Request: Starting at the line that contains "Q: report a point for each instance of the white stool", print every remaining line of the entries, unchanged, and output nothing more.

------------------------------------------------------------

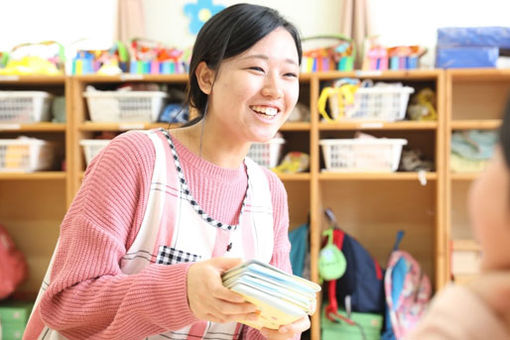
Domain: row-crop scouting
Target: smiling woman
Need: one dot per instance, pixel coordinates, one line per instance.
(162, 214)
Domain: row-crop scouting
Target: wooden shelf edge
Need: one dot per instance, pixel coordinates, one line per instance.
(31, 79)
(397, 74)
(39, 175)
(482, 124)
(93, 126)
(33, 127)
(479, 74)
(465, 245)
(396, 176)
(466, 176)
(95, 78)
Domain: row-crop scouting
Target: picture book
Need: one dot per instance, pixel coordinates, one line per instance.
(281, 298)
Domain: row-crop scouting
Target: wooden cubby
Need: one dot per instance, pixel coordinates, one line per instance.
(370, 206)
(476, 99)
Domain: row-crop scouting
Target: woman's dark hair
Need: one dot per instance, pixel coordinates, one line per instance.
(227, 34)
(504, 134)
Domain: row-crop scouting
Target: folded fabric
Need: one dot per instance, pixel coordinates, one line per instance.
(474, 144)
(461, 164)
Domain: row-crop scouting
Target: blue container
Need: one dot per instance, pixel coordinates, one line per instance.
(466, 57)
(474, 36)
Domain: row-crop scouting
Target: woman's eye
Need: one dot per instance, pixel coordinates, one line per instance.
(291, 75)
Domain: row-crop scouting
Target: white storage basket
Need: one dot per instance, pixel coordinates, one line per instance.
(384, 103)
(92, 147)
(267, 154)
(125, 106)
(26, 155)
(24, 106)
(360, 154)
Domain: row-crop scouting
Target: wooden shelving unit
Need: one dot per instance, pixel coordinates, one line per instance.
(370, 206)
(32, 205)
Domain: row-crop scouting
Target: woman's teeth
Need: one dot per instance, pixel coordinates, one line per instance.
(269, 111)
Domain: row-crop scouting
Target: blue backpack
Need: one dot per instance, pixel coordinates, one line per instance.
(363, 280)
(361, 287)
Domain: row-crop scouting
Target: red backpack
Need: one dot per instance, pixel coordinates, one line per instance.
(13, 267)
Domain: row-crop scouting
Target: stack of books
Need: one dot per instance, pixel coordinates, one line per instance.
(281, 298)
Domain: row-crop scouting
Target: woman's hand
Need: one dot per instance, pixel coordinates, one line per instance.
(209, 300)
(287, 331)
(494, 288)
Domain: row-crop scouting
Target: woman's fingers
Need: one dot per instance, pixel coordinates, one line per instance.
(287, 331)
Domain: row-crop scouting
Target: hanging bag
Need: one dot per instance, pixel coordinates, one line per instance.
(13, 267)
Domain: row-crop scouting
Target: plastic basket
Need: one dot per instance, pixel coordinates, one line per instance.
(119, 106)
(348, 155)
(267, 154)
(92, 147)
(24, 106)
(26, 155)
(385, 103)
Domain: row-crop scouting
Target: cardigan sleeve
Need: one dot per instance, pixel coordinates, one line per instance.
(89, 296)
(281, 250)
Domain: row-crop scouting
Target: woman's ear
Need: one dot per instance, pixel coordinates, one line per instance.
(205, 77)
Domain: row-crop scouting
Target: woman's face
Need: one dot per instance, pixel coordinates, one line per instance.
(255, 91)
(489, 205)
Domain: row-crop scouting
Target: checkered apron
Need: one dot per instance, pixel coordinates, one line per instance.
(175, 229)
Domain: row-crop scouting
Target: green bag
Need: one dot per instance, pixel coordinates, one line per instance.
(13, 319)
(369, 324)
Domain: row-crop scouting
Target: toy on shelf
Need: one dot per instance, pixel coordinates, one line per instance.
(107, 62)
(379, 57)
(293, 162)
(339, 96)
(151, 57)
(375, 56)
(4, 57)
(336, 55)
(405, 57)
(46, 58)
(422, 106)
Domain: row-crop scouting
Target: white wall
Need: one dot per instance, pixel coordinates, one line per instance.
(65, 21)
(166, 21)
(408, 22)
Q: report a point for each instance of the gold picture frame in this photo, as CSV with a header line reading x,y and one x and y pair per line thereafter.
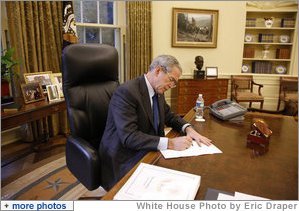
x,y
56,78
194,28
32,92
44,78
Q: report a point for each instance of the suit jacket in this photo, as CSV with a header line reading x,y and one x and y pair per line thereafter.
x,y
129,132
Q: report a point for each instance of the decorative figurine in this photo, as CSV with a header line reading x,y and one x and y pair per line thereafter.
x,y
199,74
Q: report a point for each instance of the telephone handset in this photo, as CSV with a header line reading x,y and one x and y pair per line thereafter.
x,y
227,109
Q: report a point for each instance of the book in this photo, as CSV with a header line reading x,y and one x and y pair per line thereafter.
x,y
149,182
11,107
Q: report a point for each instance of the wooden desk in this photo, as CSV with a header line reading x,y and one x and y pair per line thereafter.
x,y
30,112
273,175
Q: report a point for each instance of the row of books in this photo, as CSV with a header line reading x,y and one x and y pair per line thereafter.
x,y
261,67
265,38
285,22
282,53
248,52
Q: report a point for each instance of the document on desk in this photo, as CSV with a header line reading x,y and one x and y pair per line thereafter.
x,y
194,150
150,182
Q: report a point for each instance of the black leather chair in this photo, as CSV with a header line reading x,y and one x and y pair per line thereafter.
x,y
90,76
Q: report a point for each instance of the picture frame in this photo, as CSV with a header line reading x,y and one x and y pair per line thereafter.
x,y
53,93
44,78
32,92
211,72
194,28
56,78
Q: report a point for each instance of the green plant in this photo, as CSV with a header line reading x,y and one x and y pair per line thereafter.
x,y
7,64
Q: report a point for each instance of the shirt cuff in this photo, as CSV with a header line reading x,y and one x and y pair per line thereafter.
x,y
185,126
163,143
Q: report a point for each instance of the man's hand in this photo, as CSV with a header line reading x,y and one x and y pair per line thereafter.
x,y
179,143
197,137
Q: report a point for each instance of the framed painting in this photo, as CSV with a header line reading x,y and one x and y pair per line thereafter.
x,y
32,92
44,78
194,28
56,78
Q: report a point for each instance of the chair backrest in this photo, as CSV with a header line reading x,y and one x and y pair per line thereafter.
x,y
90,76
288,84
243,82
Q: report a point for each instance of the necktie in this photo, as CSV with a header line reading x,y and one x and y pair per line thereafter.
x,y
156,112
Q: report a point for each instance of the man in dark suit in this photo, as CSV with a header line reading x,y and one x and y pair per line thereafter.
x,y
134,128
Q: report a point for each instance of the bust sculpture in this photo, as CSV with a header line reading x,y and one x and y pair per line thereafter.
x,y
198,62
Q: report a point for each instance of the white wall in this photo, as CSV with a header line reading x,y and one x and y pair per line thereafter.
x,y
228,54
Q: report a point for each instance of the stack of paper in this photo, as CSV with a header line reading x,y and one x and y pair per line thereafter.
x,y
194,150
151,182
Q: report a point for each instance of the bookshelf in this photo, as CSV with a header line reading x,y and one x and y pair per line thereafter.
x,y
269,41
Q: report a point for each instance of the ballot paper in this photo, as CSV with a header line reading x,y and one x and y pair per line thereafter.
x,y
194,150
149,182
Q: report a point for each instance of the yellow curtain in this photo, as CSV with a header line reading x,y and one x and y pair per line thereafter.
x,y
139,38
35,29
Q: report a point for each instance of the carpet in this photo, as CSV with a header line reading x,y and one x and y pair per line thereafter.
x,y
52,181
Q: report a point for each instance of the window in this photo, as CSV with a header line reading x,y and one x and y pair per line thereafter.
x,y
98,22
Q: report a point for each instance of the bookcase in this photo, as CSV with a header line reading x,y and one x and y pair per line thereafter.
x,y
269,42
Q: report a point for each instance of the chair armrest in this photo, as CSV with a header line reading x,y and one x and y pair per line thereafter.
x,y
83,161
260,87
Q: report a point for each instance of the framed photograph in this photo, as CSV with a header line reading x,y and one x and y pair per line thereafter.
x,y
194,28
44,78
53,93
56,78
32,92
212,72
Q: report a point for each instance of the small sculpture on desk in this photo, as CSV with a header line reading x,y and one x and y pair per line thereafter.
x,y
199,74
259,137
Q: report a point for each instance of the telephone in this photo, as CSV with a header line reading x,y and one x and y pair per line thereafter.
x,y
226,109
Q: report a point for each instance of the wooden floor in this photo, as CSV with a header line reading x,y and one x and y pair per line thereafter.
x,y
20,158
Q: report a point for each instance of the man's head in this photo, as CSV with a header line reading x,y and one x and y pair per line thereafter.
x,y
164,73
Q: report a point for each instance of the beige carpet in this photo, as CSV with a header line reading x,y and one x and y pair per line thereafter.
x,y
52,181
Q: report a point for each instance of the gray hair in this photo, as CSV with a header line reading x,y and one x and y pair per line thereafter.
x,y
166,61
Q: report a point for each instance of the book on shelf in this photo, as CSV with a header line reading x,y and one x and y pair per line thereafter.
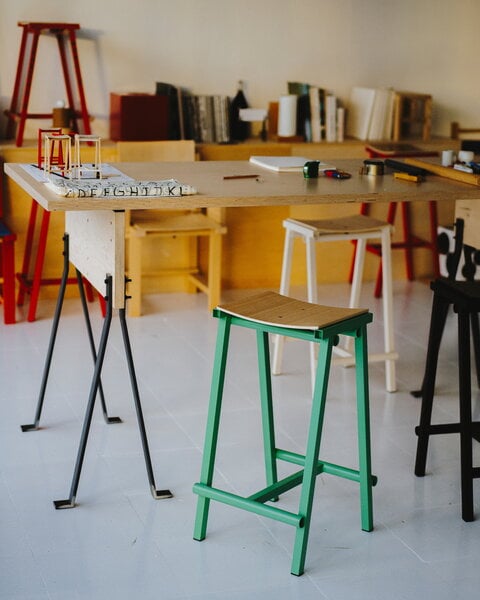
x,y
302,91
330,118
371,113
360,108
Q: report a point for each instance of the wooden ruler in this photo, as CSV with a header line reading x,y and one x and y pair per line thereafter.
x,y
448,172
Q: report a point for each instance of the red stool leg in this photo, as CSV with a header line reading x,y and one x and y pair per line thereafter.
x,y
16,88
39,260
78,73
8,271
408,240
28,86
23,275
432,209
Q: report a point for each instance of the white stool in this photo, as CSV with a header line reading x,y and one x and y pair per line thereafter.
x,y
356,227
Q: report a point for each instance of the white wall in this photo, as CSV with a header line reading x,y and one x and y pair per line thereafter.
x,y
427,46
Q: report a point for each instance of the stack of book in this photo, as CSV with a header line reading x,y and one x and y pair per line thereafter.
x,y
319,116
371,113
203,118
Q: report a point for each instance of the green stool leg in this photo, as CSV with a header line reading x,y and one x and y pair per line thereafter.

------------------------------------------------------------

Solution for this exercise:
Q: report a point for each instance of the white stool in this photo, as CSV with a header line reading x,y and one x and y pair per line thereafter.
x,y
356,227
Q: report a point for each instance of the white wall in this photo, as CSV with a header line reading x,y and one x and y pair per line thereafter.
x,y
427,46
Q: report a point for each instance of the stack of book in this photo, as CSV with a header line reading x,y and one x and y pair per line thereafter.
x,y
319,116
371,113
203,118
Q: report a point for each instance of the green stool leg in this photo, as CSV with a header line reading x,y and one x and y pair per line thereafter.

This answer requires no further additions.